**TO DO**
Could you set down every entry exactly as it appears?

────

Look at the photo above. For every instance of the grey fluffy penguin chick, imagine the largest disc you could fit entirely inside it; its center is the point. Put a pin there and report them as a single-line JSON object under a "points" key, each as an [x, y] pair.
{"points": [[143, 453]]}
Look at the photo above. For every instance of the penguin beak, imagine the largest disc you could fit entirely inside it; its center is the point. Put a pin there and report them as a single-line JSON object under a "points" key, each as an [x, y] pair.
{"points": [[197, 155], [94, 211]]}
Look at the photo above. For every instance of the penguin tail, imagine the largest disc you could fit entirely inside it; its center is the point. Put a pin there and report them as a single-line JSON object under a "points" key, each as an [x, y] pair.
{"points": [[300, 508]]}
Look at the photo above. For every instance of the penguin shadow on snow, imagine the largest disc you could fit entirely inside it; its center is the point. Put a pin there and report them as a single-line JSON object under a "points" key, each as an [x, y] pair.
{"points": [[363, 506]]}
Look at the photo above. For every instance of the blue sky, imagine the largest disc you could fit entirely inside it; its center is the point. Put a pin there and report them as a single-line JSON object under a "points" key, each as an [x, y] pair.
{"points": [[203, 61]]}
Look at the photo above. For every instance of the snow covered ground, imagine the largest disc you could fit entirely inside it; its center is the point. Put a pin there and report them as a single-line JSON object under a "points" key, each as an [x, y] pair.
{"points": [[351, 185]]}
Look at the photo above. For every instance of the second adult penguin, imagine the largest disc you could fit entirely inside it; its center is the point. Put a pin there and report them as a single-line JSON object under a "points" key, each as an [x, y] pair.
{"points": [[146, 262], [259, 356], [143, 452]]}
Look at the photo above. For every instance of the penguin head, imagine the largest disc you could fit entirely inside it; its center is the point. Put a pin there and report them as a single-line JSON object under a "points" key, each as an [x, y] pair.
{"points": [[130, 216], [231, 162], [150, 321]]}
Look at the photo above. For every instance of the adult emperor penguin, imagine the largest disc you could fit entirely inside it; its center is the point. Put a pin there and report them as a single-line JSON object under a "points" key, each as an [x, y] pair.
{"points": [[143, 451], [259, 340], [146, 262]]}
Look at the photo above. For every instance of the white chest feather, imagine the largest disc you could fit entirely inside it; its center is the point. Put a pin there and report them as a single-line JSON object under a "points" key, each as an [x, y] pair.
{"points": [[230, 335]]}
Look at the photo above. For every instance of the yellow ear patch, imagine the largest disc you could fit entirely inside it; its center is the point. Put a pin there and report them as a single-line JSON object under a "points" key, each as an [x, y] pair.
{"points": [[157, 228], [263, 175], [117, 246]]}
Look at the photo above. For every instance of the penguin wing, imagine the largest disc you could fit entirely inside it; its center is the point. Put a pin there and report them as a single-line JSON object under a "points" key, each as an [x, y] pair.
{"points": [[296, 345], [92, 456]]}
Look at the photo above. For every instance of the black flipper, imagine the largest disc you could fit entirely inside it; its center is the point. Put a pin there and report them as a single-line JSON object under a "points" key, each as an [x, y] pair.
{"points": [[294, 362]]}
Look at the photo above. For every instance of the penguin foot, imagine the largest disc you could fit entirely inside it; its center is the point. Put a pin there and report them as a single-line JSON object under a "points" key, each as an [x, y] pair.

────

**REPLY**
Look at the photo above. For every instance of the grey fluffy penguin chick, imagine the largest disc you could fit entirely inside it; its center is the point. Put a pin there and report them as a single-line JSON object under a "points" key, each as an [x, y] pair.
{"points": [[143, 453]]}
Look at the photo above. For every instance of the penguin beak, imagine the largest disc you could fit entirely inside it; its center is the point. Put a pin there and report them as a single-line JSON object under a "points" key, each as an [x, y] pair.
{"points": [[197, 155], [94, 211]]}
Look at the photo above. For every instance of the penguin tail, imagine the largest disc you could fit entirely inside it; its center is the point. Put a pin there and report them as a single-line JSON object under a "points" key, each as an [x, y] pair.
{"points": [[300, 508]]}
Look at the photo above. For every instance of the penguin shadow on snow, imagine the largest disc you could fit entirely inside it; its center is the point. Put a pin there and report them as a single-line JSON object under a "points" key, each as an [x, y] pair.
{"points": [[363, 506]]}
Look at the photo above. For every instance of the blue sky, imagine the largest disc you could fit entirely inside it; its center is the point. Put a pin there and report them as a single-line JSON object under a "points" key, each as an [x, y] pair.
{"points": [[203, 61]]}
Look at the photo above. For every instance of the snow covered ground, imagine the largest disc you could fit entirely inside it; its center is the point. Put a pin there and report them as a single-line JSON object under a "points" key, each as an [x, y] pair.
{"points": [[351, 185]]}
Look at the photo above. For every instance of the second adult penguin, imagine the largest disc you could fit entirely inside it; its center is the point. Put a pin there and report them as a single-line JSON object under a "points" key, each as an [x, y] pair.
{"points": [[146, 262], [259, 356], [143, 452]]}
Look at the photo above. For every instance of the penguin head, imagine the largest disc you could fit entirely inside it; its center is the point. Put a pin there and report them as a single-line JSON object under a "points" key, each as an [x, y] pair.
{"points": [[130, 216], [231, 162], [150, 321]]}
Look at the photo above. For every instance of the adult emperor penguin, imagine the largest disc you could fit entirely inside it; its center is the point. Put a pin there and report them as a single-line JSON object under a "points" key, each as an [x, y] pair.
{"points": [[143, 451], [259, 340], [146, 262]]}
Look at the photo above. For every instance of the white chest feather, imagine the largest disc you could fit entirely inside it; its center is the point. Put a pin there and report them as a single-line JSON object under a "points" key, each as an [x, y] pair.
{"points": [[230, 335]]}
Look at the photo above. For every instance of the yellow ear patch, imagine the largest disc you could fit entirely inside it; its center is the point. Put a pin there and report them as a single-line JSON object under a "points" key, each as an [x, y] pair.
{"points": [[157, 228], [263, 175], [117, 246]]}
Look at the photo above. For every instance of the penguin wing, imagine the largest disc you could fit entirely inside it; its center is the point. Put a pin there and report them as a single-line JSON object under a "points" key, each as an [x, y] pair.
{"points": [[296, 345], [92, 456]]}
Look at the photo above. For every instance of the black flipper, imagine the largest disc you could fit entirely inside it; its center is the point. Put a pin there and report them as a single-line JSON object under a "points" key, each as an [x, y] pair.
{"points": [[294, 362]]}
Look at the photo above. For every instance of the penguin foot, imagine the largest disc you could fit entirely inside it; its center is the point. Put a pin there and report them as a single-line JSON object under a "points" key, each as an [x, y] pair.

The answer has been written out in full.